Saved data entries

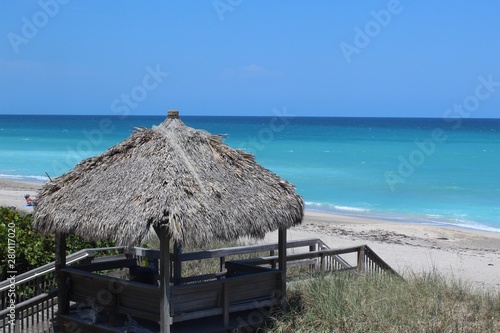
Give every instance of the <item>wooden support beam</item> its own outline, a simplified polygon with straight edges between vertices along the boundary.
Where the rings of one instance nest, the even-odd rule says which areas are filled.
[[[317,243],[311,244],[309,245],[309,252],[314,252],[317,250],[317,248],[318,248]],[[321,258],[321,265],[323,265],[323,258]],[[315,268],[316,268],[315,264],[309,265],[309,270],[311,272],[314,272]]]
[[[358,250],[358,274],[365,272],[365,247],[361,246]]]
[[[180,259],[182,255],[182,245],[179,242],[174,244],[174,285],[178,286],[181,284],[182,278],[182,261]]]
[[[226,257],[220,257],[219,258],[219,272],[223,272],[224,267],[226,267]]]
[[[224,328],[227,328],[229,326],[229,287],[227,283],[222,284],[222,309]]]
[[[160,239],[160,332],[170,333],[170,235],[164,225],[155,230]]]
[[[59,292],[57,295],[58,314],[67,314],[69,312],[69,300],[66,293],[66,278],[61,271],[66,267],[66,234],[56,234],[55,241],[55,274]]]
[[[269,256],[274,257],[274,256],[276,255],[276,254],[275,254],[275,252],[276,252],[276,251],[274,251],[274,250],[269,251]],[[271,263],[271,268],[272,268],[272,269],[276,269],[276,262],[275,262],[275,261],[273,261],[273,262]]]
[[[286,228],[280,227],[278,231],[278,265],[281,271],[280,304],[283,312],[286,311]]]

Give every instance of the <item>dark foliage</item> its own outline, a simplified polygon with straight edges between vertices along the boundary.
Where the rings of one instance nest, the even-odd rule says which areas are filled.
[[[54,235],[42,235],[32,227],[33,216],[0,207],[0,281],[6,278],[9,259],[15,260],[17,274],[54,261]],[[11,237],[14,236],[14,237]],[[9,241],[11,255],[9,258]],[[15,244],[15,252],[12,246]],[[88,242],[80,237],[67,237],[68,254],[85,248],[114,246],[111,241]],[[12,256],[12,254],[14,256]],[[14,270],[10,268],[9,270]]]

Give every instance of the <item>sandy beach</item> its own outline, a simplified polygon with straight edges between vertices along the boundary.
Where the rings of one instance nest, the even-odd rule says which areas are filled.
[[[0,206],[32,212],[24,194],[36,195],[42,185],[0,179]],[[436,269],[500,292],[500,233],[306,212],[288,232],[289,240],[305,238],[320,238],[330,248],[367,244],[403,276]],[[264,241],[276,240],[273,232]]]
[[[35,196],[43,183],[21,182],[0,179],[0,206],[15,207],[17,210],[33,212],[33,207],[26,205],[25,194]]]
[[[274,232],[266,240],[277,237]],[[330,248],[366,244],[403,276],[437,270],[500,292],[500,233],[306,212],[287,237],[320,238]]]

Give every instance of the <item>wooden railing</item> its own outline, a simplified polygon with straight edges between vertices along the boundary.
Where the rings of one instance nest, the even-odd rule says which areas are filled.
[[[328,246],[318,238],[309,238],[303,240],[292,240],[287,242],[287,252],[294,251],[321,251],[328,249]],[[302,248],[302,249],[301,249]],[[305,249],[304,249],[305,248]],[[258,245],[246,245],[238,247],[220,248],[215,250],[206,250],[198,252],[182,253],[177,252],[172,256],[174,269],[172,270],[172,282],[174,284],[184,284],[199,281],[210,281],[214,279],[219,279],[225,274],[225,263],[228,260],[234,260],[232,258],[238,256],[252,256],[262,257],[262,254],[268,253],[269,257],[276,258],[270,264],[270,268],[278,267],[278,243],[269,244],[258,244]],[[258,255],[257,255],[258,254]],[[289,255],[287,255],[288,257]],[[203,260],[203,259],[218,259],[219,260],[219,270],[218,272],[203,274],[203,275],[193,275],[193,276],[182,276],[182,263]],[[343,262],[341,258],[337,258],[339,262]],[[343,262],[345,263],[345,262]],[[346,264],[346,263],[345,263]]]
[[[341,258],[341,255],[355,254],[351,263]],[[287,267],[307,266],[310,273],[331,273],[338,271],[356,274],[390,273],[399,276],[385,261],[383,261],[368,245],[354,246],[342,249],[322,249],[304,253],[289,254],[286,257]],[[275,267],[277,256],[238,260],[248,265]]]
[[[236,265],[237,266],[237,265]],[[237,267],[233,267],[238,270]],[[259,268],[259,267],[258,267]],[[70,301],[85,306],[95,305],[93,322],[98,327],[110,325],[117,330],[126,327],[125,315],[154,322],[160,320],[160,290],[158,286],[126,281],[75,268],[62,270],[68,281]],[[231,313],[276,305],[281,274],[274,269],[259,269],[248,275],[173,286],[170,311],[173,323],[222,315],[227,326]],[[106,312],[107,321],[96,312]],[[82,313],[62,315],[68,326],[79,328],[88,320]]]
[[[68,266],[75,263],[86,264],[87,266],[81,267],[84,269],[87,267],[89,271],[99,270],[95,269],[96,267],[108,267],[108,264],[101,265],[99,262],[92,262],[92,259],[97,251],[110,250],[117,250],[122,254],[123,258],[128,258],[121,259],[122,261],[135,259],[139,265],[147,264],[151,267],[158,267],[159,252],[138,247],[132,249],[114,247],[81,250],[68,256]],[[248,269],[250,269],[249,266],[267,267],[270,269],[279,268],[277,250],[278,243],[221,248],[189,253],[182,253],[182,251],[177,249],[171,256],[171,265],[173,267],[171,270],[171,282],[175,286],[184,286],[193,283],[218,281],[226,277],[227,274],[230,274],[231,267],[234,267],[234,264],[246,265]],[[299,267],[310,274],[347,271],[353,274],[391,273],[397,275],[397,273],[367,245],[343,249],[330,249],[320,239],[314,238],[289,241],[287,243],[287,250],[287,267]],[[262,254],[267,254],[267,256],[262,256]],[[242,255],[249,257],[254,255],[255,257],[249,259],[234,259]],[[182,276],[182,263],[202,259],[218,260],[219,265],[217,271],[202,275]],[[3,329],[3,332],[17,332],[14,331],[13,326],[9,324],[12,309],[9,308],[8,305],[12,299],[10,295],[12,290],[11,283],[8,280],[0,283],[0,308],[4,309],[0,311],[0,329]],[[16,330],[22,328],[26,331],[48,332],[44,327],[48,326],[48,323],[55,318],[57,312],[57,288],[54,279],[54,263],[44,265],[30,272],[16,276],[14,290],[16,294],[14,302]],[[180,317],[178,317],[178,319],[180,319]]]
[[[390,273],[395,276],[401,277],[394,269],[392,269],[389,264],[387,264],[382,258],[380,258],[373,250],[368,246],[364,245],[364,254],[358,255],[358,266],[363,265],[363,269],[360,271],[366,273]],[[402,277],[401,277],[402,278]]]
[[[287,250],[294,251],[295,249],[306,248],[305,251],[319,251],[328,249],[328,246],[318,238],[309,238],[303,240],[292,240],[287,243]],[[158,270],[160,252],[158,250],[151,250],[147,248],[134,247],[129,250],[129,255],[135,257],[139,264],[143,264]],[[245,245],[237,247],[219,248],[214,250],[204,250],[197,252],[183,253],[182,249],[174,249],[171,255],[172,267],[171,282],[179,285],[184,283],[196,283],[201,281],[217,280],[225,275],[225,263],[231,257],[253,255],[261,256],[263,253],[268,253],[269,256],[277,258],[278,243]],[[304,251],[304,250],[302,250]],[[218,270],[202,275],[182,276],[182,264],[190,261],[204,260],[204,259],[217,259],[219,260]],[[342,258],[337,258],[337,261],[346,265]],[[277,267],[277,261],[271,268]]]
[[[174,286],[173,322],[222,315],[224,327],[227,327],[231,313],[277,305],[280,278],[279,271],[270,269],[218,281]]]
[[[67,264],[90,262],[97,251],[122,247],[85,249],[68,255]],[[0,329],[7,332],[48,332],[57,305],[54,262],[0,282]]]

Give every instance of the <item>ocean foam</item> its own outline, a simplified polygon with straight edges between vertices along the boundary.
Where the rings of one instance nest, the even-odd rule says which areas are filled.
[[[320,202],[311,202],[306,201],[306,206],[310,206],[311,209],[317,210],[325,210],[325,211],[346,211],[346,212],[369,212],[370,209],[362,208],[362,207],[353,207],[353,206],[340,206],[331,203],[320,203]]]
[[[333,206],[333,208],[337,210],[345,210],[348,212],[369,212],[370,210],[367,208],[360,208],[360,207],[350,207],[350,206]]]
[[[368,208],[339,206],[328,203],[317,203],[306,201],[306,210],[320,212],[325,214],[339,214],[351,217],[362,217],[374,220],[382,220],[388,222],[413,223],[422,225],[435,225],[462,228],[469,230],[500,232],[500,228],[491,227],[479,222],[466,219],[467,214],[456,214],[455,218],[448,219],[439,214],[405,214],[395,212],[375,212]],[[460,218],[458,217],[460,215]]]
[[[19,180],[25,182],[36,182],[36,183],[45,183],[49,181],[48,177],[44,176],[24,176],[24,175],[5,175],[0,174],[0,178],[9,179],[9,180]]]

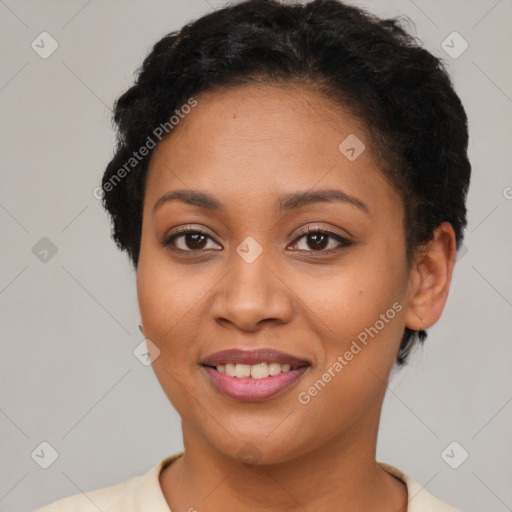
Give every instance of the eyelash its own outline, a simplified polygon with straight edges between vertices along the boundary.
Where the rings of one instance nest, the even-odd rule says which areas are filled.
[[[208,233],[206,233],[205,231],[201,231],[200,229],[187,226],[187,227],[180,228],[178,233],[174,233],[170,236],[164,237],[163,239],[160,240],[160,243],[163,247],[170,248],[173,251],[181,252],[181,253],[191,253],[191,255],[197,254],[200,252],[204,252],[204,251],[208,251],[209,249],[188,249],[188,250],[186,250],[186,249],[179,249],[179,248],[173,246],[173,243],[176,239],[178,239],[179,237],[186,236],[187,234],[191,234],[191,233],[203,235],[203,236],[206,236],[207,238],[210,238],[210,240],[213,240],[210,237],[210,235]],[[302,251],[302,252],[307,252],[307,253],[313,253],[315,256],[316,255],[321,256],[321,255],[325,255],[325,254],[332,254],[333,252],[343,250],[346,247],[349,247],[352,245],[352,241],[348,240],[347,238],[342,237],[341,235],[339,235],[337,233],[333,233],[332,231],[327,231],[327,230],[321,229],[319,227],[311,227],[311,226],[308,226],[306,229],[304,229],[300,233],[298,233],[298,235],[300,235],[300,236],[298,236],[292,242],[291,245],[295,245],[299,240],[301,240],[302,238],[305,238],[311,234],[327,235],[329,238],[332,238],[341,244],[339,247],[336,247],[334,249],[331,248],[328,250],[321,249],[318,251],[315,251],[315,250]],[[301,252],[301,250],[299,250],[299,252]]]

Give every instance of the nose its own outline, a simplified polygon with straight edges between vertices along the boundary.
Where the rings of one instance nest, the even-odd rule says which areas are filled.
[[[230,269],[213,296],[211,314],[216,322],[255,332],[269,323],[284,324],[293,314],[293,293],[272,263],[271,251],[254,261],[233,252]]]

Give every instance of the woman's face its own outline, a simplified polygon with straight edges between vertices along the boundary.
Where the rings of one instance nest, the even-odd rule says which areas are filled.
[[[402,201],[354,118],[302,88],[198,96],[153,153],[137,271],[186,445],[276,463],[374,436],[405,254]]]

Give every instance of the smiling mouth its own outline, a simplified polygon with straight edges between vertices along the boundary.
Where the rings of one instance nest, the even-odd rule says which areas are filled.
[[[261,401],[289,389],[310,363],[271,349],[233,349],[207,357],[201,366],[222,394],[241,401]]]
[[[265,379],[267,377],[275,377],[281,373],[295,371],[304,366],[308,366],[308,364],[304,363],[302,365],[292,366],[290,364],[261,362],[257,364],[227,363],[219,364],[217,366],[209,366],[209,368],[212,368],[219,373],[224,373],[229,377],[236,377],[239,379]]]

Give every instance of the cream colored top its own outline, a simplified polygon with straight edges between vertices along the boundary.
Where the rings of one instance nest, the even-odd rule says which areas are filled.
[[[162,469],[183,455],[178,453],[167,457],[140,476],[128,478],[109,487],[75,494],[62,498],[35,512],[172,512],[160,487],[159,475]],[[460,512],[444,503],[423,486],[389,464],[378,462],[379,466],[402,480],[407,486],[409,506],[407,512]],[[191,508],[190,510],[194,510]]]

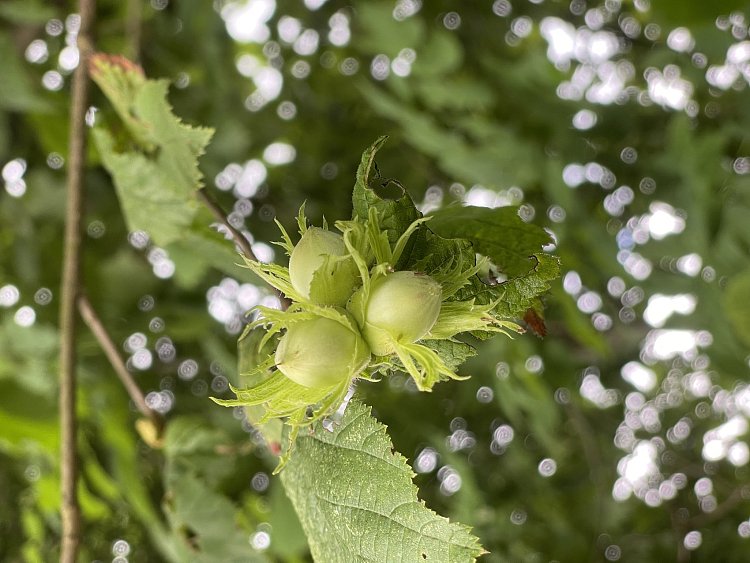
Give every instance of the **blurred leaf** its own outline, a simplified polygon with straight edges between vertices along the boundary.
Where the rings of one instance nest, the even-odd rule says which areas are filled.
[[[399,126],[407,143],[434,158],[456,180],[493,189],[539,180],[539,147],[505,123],[459,114],[455,123],[444,124],[442,118],[449,115],[423,111],[370,83],[358,86],[375,112]],[[460,85],[456,96],[461,97]]]
[[[181,286],[195,287],[209,268],[239,280],[253,276],[244,266],[240,266],[242,258],[235,252],[234,242],[226,240],[208,226],[193,225],[191,230],[182,234],[183,238],[167,246],[169,257],[175,263],[175,281]]]
[[[21,4],[21,2],[18,2]],[[0,4],[0,16],[5,4]],[[0,109],[18,112],[40,112],[50,104],[31,84],[20,57],[8,35],[0,30],[0,60],[3,61],[3,79],[0,80]]]
[[[54,406],[48,397],[14,381],[0,380],[0,448],[15,452],[32,441],[37,447],[55,451],[60,439]]]
[[[55,10],[39,0],[5,0],[0,4],[0,18],[15,24],[41,25],[53,17]]]
[[[445,76],[457,70],[463,60],[463,48],[455,35],[441,29],[432,30],[419,57],[414,63],[414,75],[418,78],[435,76],[443,81]],[[430,82],[426,82],[430,84]],[[442,95],[438,92],[425,92],[427,95]]]
[[[172,477],[189,469],[205,476],[211,484],[221,481],[232,471],[226,459],[217,455],[217,447],[224,442],[227,442],[224,432],[207,426],[200,418],[171,420],[165,435],[164,452],[172,463]]]
[[[184,125],[172,113],[165,80],[147,80],[139,67],[122,58],[99,56],[92,64],[92,78],[140,149],[119,150],[107,130],[93,131],[128,228],[148,232],[160,246],[179,240],[197,210],[194,192],[202,178],[198,157],[213,131]]]
[[[138,453],[139,441],[133,431],[132,413],[128,404],[121,399],[121,385],[118,381],[107,384],[110,392],[102,395],[106,400],[101,409],[94,409],[93,421],[99,426],[101,441],[107,445],[112,479],[117,483],[133,517],[143,524],[149,534],[159,559],[174,563],[185,561],[188,550],[178,541],[180,538],[169,533],[144,479],[143,459]]]
[[[750,346],[750,270],[729,279],[724,290],[724,310],[737,336]]]
[[[649,4],[654,19],[671,27],[708,26],[719,13],[729,15],[735,10],[747,8],[744,0],[722,0],[711,2],[682,2],[681,0],[658,0]]]
[[[281,481],[274,480],[271,483],[271,495],[269,499],[270,517],[268,523],[271,525],[272,542],[271,549],[283,561],[289,561],[293,557],[301,557],[308,551],[307,538],[299,522],[294,506],[286,496]]]
[[[477,538],[419,502],[406,460],[370,408],[349,404],[333,431],[297,438],[281,473],[318,561],[474,561]],[[394,541],[394,538],[398,538]]]
[[[148,262],[132,248],[120,248],[100,260],[89,280],[92,300],[101,303],[100,314],[107,315],[128,310],[158,286]]]
[[[22,327],[10,317],[0,324],[0,381],[11,380],[30,393],[56,396],[50,365],[56,359],[57,331],[41,323]]]
[[[396,21],[393,17],[393,6],[388,3],[358,2],[359,17],[357,23],[362,35],[358,41],[359,48],[370,53],[383,52],[395,58],[405,47],[415,48],[421,43],[424,25],[418,18],[405,18]]]
[[[495,101],[495,93],[489,85],[465,77],[451,81],[449,87],[446,87],[445,79],[442,76],[434,80],[420,81],[414,87],[425,104],[435,112],[450,110],[480,111],[489,109]],[[485,119],[482,119],[482,122],[485,127],[488,126]]]
[[[265,562],[248,541],[251,530],[236,521],[236,508],[194,473],[182,473],[167,482],[167,515],[172,528],[182,530],[191,546],[190,561],[209,563]]]
[[[254,552],[252,530],[237,518],[239,509],[217,486],[233,471],[217,447],[222,432],[200,419],[176,418],[165,436],[166,511],[173,530],[193,552],[191,561],[267,561]]]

* **Task statement**
Please reproduce the lines from the line with "Give every instance of the nose" to the line with "Give every instance of the cream", both ends included, exactly as they appear above.

* **Output of the task**
Give every instance of the nose its own outline, a simplified polygon with straight edges between vertices along the boundary.
Where the rings of one instance nest, the even-odd rule says which areas are filled.
[[[230,269],[213,296],[211,314],[216,322],[255,332],[269,323],[284,324],[293,314],[293,293],[272,263],[271,251],[254,261],[233,252]]]

Give every instance of the woman's face its own outline, a simplified polygon with straight edges between vertices along the boundary.
Where the rings of one instance nest, the even-odd rule says which areas are filled.
[[[402,201],[354,118],[302,88],[198,96],[153,153],[137,271],[186,445],[276,463],[374,436],[405,254]]]

Give every instance of the smiling mouth its own outline, a simplified polygon with straight edges between vertices along the boundary.
Where the rings of one instance nest, the even-odd rule says which areas are filled.
[[[261,401],[289,389],[310,363],[271,349],[233,349],[207,357],[201,366],[222,394],[241,401]]]
[[[265,379],[267,377],[275,377],[281,373],[295,371],[304,366],[308,366],[308,364],[304,363],[302,365],[292,366],[290,364],[261,362],[257,364],[227,363],[219,364],[217,366],[209,366],[209,368],[212,368],[219,373],[224,373],[229,377],[236,377],[239,379]]]

Give every instance of the cream colored top its own outline, a simplified polygon with straight edges between vertices along the boundary.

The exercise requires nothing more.